● **Data section**:
● ● ● ●

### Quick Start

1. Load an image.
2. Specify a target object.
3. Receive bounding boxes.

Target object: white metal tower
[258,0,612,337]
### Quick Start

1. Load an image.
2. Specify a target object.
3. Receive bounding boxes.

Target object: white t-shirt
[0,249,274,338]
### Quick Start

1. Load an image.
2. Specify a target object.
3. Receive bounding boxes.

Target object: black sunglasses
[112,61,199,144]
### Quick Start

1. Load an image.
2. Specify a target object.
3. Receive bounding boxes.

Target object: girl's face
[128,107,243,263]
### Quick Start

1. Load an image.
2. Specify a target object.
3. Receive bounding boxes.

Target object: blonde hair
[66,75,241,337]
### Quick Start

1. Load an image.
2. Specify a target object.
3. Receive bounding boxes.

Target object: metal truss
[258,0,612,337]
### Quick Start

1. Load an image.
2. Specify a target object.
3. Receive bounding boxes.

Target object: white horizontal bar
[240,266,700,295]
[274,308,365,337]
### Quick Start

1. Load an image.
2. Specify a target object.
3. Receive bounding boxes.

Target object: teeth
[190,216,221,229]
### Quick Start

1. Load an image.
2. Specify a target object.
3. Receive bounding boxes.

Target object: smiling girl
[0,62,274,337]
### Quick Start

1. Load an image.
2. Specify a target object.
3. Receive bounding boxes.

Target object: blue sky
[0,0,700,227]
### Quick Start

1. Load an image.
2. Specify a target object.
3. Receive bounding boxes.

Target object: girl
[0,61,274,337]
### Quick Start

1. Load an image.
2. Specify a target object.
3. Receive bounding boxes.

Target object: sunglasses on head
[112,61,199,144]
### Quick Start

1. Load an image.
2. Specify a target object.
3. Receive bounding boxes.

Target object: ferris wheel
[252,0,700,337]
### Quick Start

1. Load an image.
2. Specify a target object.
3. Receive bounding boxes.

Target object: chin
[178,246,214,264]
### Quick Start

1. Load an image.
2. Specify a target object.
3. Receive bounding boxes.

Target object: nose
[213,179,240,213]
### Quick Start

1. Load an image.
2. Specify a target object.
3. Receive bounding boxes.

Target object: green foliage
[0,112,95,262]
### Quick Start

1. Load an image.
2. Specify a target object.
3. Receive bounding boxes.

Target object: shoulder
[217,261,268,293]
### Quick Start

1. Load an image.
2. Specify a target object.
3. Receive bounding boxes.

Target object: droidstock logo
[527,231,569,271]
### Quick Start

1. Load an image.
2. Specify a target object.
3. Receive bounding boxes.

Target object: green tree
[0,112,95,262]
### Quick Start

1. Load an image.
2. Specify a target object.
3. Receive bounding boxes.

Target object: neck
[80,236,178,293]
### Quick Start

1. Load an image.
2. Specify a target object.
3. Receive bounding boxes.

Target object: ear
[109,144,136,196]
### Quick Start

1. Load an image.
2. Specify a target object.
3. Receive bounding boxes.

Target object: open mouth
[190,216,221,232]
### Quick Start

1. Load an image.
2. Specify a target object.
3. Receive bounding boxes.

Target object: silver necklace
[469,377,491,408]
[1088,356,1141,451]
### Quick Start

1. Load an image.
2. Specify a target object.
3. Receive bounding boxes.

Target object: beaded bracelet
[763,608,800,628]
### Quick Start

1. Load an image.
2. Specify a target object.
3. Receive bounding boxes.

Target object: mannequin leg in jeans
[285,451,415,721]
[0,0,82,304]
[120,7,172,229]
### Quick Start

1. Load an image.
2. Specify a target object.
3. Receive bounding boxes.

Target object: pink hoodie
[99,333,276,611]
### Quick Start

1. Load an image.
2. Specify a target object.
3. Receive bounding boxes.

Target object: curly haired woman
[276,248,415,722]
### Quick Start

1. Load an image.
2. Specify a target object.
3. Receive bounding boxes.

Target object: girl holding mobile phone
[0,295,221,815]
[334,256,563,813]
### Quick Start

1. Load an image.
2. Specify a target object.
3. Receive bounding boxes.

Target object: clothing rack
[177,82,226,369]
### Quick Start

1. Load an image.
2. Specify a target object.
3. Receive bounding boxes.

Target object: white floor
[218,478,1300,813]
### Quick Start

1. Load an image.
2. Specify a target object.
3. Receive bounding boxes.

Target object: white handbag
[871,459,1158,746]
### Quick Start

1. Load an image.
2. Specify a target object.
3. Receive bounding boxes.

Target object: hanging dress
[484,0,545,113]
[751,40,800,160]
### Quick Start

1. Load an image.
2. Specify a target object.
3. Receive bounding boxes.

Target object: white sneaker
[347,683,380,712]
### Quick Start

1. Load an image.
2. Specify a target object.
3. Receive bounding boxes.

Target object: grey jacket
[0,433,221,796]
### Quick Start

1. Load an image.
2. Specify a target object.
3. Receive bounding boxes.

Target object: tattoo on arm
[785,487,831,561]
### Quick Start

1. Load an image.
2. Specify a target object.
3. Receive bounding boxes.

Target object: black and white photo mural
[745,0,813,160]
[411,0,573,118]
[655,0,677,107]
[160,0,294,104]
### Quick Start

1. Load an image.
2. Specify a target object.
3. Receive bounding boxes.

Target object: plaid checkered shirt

● ● ● ●

● **What you are asked to do**: Rescale everything from the start of the entries down to the line containing "[213,179,240,213]", both ends included: reproduce every line, requests unchanged, but multiply each bounding-box coordinate in the answers by 2.1 and round it to a whole number, with halves rounded up.

● **Result for this task**:
### Quick Start

1. Load an image.
2. Specify a target object.
3. Receive bounding boxes.

Target object: white metal tower
[542,0,1285,708]
### Quick Start

1. Load an image.
2. Specify a target object.
3. Receive bounding boxes.

Target object: white t-shirt
[0,523,575,710]
### Quick Start

1. Load an image.
2. Specify a target object.
3. Receive bounding boxes.

Target object: black sunglasses
[235,128,418,302]
### Quick Start

1. Load an image.
2. Specify a target object.
3. Receive bounding boxes.

Target object: girl's face
[269,225,510,552]
### Quick Start

1. Load an image.
2. Specify a target object.
3. Receive bounding boxes.

Target object: blonde hair
[139,158,506,708]
### Quick Start

1. Load an image.
2. Specify a target object.
3. Receive bounding boxes.

Target object: metal truss
[542,0,1285,708]
### Quick Start

1. Load an image.
2. Specify a target object.
3. Receive bounding boxes.

Target object: white horizontal bar
[504,559,1470,620]
[575,647,767,708]
### Quick Start

1. Load an image.
2. Specify a target object.
3. Receive bounding boxes.

Target object: teeth
[399,454,464,481]
### Quick Start

1. Load an image.
2. Specify a target object.
3. Receive bounding boxes.

Target object: smiling girl
[0,130,575,708]
### Quick Start

1. Load an image.
2. Specify a target object.
3. Receive bounding boxes.

Target object: blue sky
[0,0,1470,477]
### Quick Start

1. Load an image.
2. Specify a target object.
3. Receive bounding boxes.

Target object: girl
[0,128,575,708]
### Quick Start

1. Load an image.
2. Specify a target object.
3. Receive bounding boxes.

Target object: sunglasses on head
[235,128,418,302]
### Quick Start

1. Load an image.
2. Specify a target object.
3. Receive bounding boxes.

Target object: ferris wheel
[529,0,1470,708]
### Quick Start

1. Load an image.
2. Specify a target object.
3. Receive bounding boxes.

Target object: chin
[374,517,449,554]
### Quick Start

1. Load an image.
2. Specify a target object.
3. Receive bounding boxes.

Target object: nose
[447,376,504,447]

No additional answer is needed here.